--- PASSAGE ---
========
On January 23, China celebrated its most important holiday of the year – Chinese New Year or Spring Festival. For the Chinese, it is of equal importance as Christmas for the Europeans and Americans and New Year for the Russians. The jewelry industry traditionally holds high expectations for these holidays. In past years, jewelers’ hopes pinned on Chinese New Year were justified. In this article, we summarize the results of sales this year and analyze the trends behind dry metrics.

Chinese New Year falls each time on a different date because it comes by the lunar calendar at the heart of the traditional chronology in China for almost 5,000 years. The lunar calendar is now widely used to determine the dates of the Chinese national holidays, as well as for some farm work.

Chinese New Year in China is called "Spring Festival," because according to the lunar calendar, on this day winter comes to its end making way for spring. Incidentally, it is really may be seen by changing weather. This time, the new year in China came on January 23. Although officially people in modern China are given one week (5 working days) to celebrate the occasion, the majority of the population across the country is celebrating the event for two weeks, until Feast of Lanterns, and sometimes even for a month. This means quite a lot of time to purchase gifts and be carried away by shopping.

Last November, China imported a record amount of gold, according to the Wall Street Journal citing official metrics. Shipments from Hong Kong to mainland China totaled 102 tons, a 20% increase from October and a nearly sixfold increase from November 2010. This was how the Chinese jewelry industry was bracing up for the holiday season.

One month later the Hong Kong Census and Statistics Department reported that gold imports from Hong Kong slumped to just 39 tonnes in December 2011, while Chinese gold imports for all of 2011 surged by 259 percent to nearly 428 tonnes thus making the December drop almost insignificant for the entire year picture. However, this was probably somewhat upsetting for Tom Kendall, a precious metals analyst for London-based Credit Suisse, whose forecast that overall Chinese imports for the full year would reach 470-490 tonnes failed to come true.

The good news for retail sales in China during the holiday period was that they went up 16 percent to about $75 billion (RMB 470 billion), as Bloomberg said citing the data from the Chinese Ministry of Commerce. In turn, Xinhua reported that sales of festival-related goods (precious metal souvenirs are traditionally a great success) saw double-digit growth in most regions, with the volume in Beijing, Jilin, Qingdao and Dalian up 15.5%, 17.9%, 18.1% and 14.2%, respectively.

According to Rapaport, bullions, coins and other jewelry bearing images of the Dragon, which assumed duty on January 23, were among the top rated purchases made by Chinese consumers with jewelry sales driven by strong gold demand while diamond sales were stable.

Xinhua described these goods as favorite buyers’ items this year. Sales of gold, silver and jewelry rose 57.6% during the week-long holiday at Beijing's Caibai store, a gold seller, the agency reported. Other jewelry stores across the country also saw sales surge, according to official data, Xinhua said.
========
--- LISTED ENTRIES ---
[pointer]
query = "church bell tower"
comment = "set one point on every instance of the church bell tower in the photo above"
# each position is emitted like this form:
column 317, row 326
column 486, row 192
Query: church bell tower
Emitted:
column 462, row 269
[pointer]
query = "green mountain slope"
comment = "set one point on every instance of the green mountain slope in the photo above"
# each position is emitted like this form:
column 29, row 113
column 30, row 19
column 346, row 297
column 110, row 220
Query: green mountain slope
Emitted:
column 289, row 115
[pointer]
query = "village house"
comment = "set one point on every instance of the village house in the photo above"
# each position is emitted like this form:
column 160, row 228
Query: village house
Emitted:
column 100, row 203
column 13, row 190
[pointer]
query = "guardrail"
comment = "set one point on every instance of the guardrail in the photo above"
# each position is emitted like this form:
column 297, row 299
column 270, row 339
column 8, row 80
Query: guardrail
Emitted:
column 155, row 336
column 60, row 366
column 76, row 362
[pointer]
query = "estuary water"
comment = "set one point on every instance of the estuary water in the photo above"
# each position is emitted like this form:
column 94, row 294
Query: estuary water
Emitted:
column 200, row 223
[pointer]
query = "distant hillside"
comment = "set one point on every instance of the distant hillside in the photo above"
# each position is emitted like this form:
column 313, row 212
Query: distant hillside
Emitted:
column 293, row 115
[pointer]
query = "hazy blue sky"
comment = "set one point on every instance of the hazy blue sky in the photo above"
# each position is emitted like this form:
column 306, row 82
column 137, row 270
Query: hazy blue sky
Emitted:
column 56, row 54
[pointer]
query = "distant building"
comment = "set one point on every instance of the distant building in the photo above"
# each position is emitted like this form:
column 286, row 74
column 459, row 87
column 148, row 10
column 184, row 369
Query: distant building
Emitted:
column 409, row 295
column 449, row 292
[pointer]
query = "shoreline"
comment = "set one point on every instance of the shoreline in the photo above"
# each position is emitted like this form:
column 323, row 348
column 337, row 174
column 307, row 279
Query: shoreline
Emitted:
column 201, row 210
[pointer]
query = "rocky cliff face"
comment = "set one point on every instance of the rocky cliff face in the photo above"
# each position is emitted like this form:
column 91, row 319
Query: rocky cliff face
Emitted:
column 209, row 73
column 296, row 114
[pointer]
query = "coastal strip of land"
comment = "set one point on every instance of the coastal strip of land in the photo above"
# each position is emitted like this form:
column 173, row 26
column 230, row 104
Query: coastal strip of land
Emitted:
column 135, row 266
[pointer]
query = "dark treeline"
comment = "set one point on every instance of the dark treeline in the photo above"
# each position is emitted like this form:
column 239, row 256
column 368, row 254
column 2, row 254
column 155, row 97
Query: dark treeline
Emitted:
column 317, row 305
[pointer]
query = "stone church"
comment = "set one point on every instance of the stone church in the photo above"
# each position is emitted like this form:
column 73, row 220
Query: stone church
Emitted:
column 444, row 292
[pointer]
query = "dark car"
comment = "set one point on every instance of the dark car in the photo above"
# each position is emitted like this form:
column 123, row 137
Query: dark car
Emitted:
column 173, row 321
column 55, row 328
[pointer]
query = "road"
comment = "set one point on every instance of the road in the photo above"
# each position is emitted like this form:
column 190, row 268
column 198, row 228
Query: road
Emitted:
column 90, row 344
========
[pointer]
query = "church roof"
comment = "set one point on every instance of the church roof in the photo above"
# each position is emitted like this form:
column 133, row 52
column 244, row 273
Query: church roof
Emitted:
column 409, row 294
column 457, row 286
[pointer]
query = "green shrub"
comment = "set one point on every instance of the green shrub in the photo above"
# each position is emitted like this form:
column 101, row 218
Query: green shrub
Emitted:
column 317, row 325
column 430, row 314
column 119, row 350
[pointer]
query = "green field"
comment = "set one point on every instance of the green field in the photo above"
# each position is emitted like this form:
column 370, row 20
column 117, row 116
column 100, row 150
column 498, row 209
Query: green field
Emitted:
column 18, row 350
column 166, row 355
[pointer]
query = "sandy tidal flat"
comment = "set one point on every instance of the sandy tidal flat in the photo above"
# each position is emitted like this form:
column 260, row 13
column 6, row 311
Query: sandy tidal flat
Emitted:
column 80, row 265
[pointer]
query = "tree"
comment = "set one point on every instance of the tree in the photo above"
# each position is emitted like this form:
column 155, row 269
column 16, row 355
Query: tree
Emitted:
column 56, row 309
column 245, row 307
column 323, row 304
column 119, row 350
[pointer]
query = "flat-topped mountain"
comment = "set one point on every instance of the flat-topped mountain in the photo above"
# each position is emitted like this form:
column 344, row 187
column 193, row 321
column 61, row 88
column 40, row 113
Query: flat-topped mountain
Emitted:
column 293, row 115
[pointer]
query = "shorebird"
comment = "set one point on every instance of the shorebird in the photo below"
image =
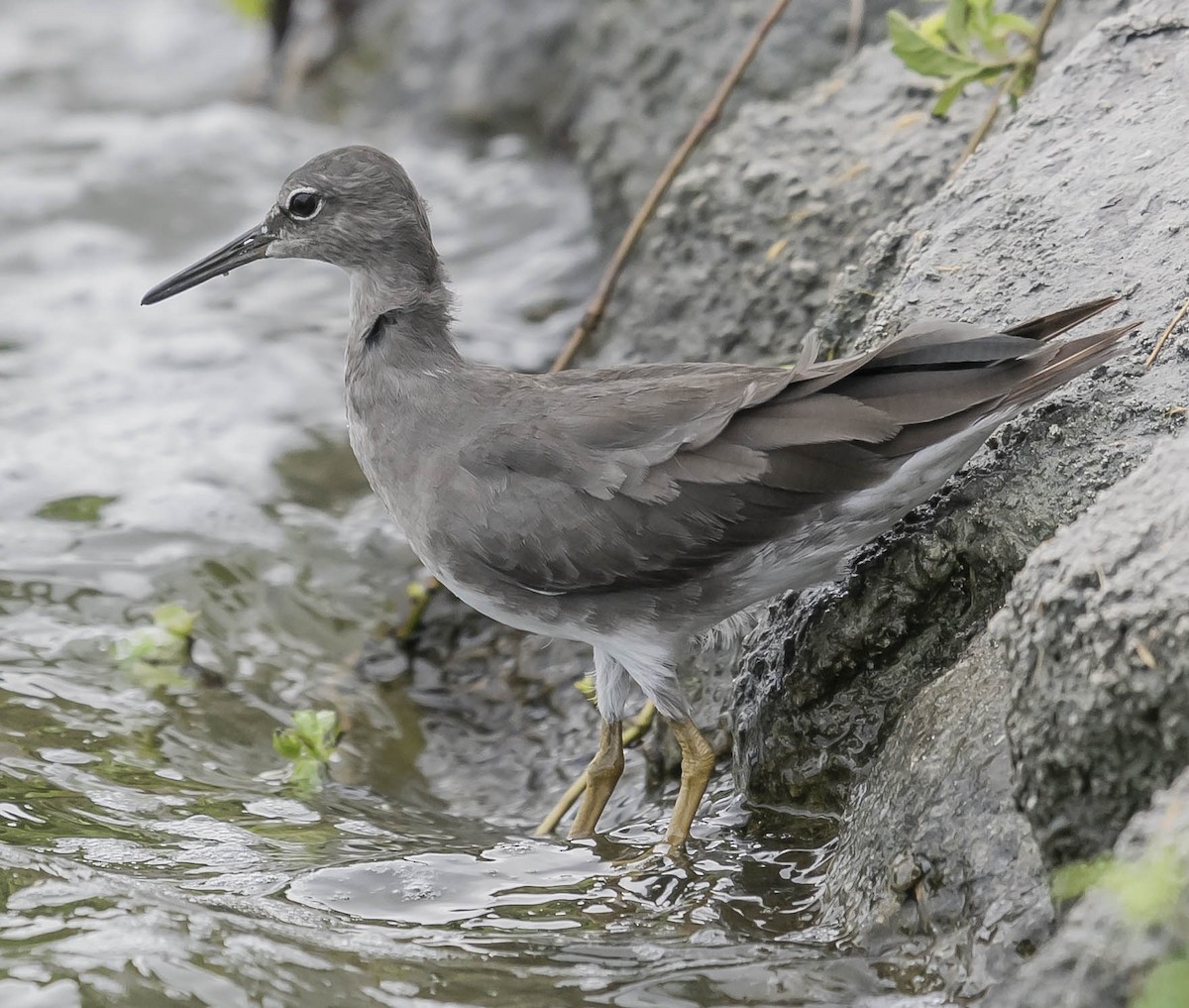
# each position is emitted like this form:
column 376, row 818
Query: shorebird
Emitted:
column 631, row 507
========
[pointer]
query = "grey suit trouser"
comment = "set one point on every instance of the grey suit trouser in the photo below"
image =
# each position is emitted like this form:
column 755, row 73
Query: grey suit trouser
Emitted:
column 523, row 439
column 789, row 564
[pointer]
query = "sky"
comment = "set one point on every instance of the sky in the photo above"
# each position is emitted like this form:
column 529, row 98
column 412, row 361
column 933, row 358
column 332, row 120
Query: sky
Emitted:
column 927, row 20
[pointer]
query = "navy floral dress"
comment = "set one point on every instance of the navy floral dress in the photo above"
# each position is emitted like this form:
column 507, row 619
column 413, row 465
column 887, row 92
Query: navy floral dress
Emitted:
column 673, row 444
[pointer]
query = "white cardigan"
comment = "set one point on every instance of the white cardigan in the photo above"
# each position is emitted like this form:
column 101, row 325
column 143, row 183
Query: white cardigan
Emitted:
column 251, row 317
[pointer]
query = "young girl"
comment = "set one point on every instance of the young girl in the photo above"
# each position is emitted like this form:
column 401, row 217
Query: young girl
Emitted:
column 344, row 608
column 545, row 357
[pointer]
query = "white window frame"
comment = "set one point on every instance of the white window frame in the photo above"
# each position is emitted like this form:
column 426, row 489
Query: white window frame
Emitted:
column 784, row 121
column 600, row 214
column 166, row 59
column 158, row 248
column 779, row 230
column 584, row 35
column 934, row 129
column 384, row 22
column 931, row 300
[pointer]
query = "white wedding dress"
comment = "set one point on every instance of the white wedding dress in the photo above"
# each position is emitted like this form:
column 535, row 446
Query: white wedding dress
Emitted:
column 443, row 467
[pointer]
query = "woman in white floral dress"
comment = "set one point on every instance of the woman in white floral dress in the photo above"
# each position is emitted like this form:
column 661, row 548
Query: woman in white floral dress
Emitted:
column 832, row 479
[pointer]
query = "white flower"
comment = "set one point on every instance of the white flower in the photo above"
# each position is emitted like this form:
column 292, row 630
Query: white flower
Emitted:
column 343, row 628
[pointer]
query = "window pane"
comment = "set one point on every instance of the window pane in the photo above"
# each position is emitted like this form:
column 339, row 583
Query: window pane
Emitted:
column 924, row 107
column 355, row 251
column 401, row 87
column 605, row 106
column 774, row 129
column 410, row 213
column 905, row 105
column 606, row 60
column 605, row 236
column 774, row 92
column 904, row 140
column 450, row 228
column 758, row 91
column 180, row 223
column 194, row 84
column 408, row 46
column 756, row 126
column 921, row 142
========
--- AIM 1 ---
Condense the paragraph of the jewelry sales article that begins "The good news for retail sales" into a short bulleted list that keeps its main facts.
--- AIM 2 ---
Duplicate, word for word, everything in the jewelry sales article from "Chinese New Year falls" down to "away by shopping.".
Rely only on the article about Chinese New Year jewelry sales and on nothing beyond it.

--- WRITTEN SOLUTION 1 ---
- Holiday retail sales in China rose 16 percent to about $75 billion (RMB 470 billion), according to Bloomberg citing the Chinese Ministry of Commerce.
- Xinhua reported double-digit growth in sales of festival-related goods in most regions.
- Precious metal souvenirs are traditionally a great success among these goods.
- Sales volume rose 15.5% in Beijing, 17.9% in Jilin, 18.1% in Qingdao and 14.2% in Dalian.

--- WRITTEN SOLUTION 2 ---
Chinese New Year falls each time on a different date because it comes by the lunar calendar at the heart of the traditional chronology in China for almost 5,000 years. The lunar calendar is now widely used to determine the dates of the Chinese national holidays, as well as for some farm work.

Chinese New Year in China is called "Spring Festival," because according to the lunar calendar, on this day winter comes to its end making way for spring. Incidentally, it is really may be seen by changing weather. This time, the new year in China came on January 23. Although officially people in modern China are given one week (5 working days) to celebrate the occasion, the majority of the population across the country is celebrating the event for two weeks, until Feast of Lanterns, and sometimes even for a month. This means quite a lot of time to purchase gifts and be carried away by shopping.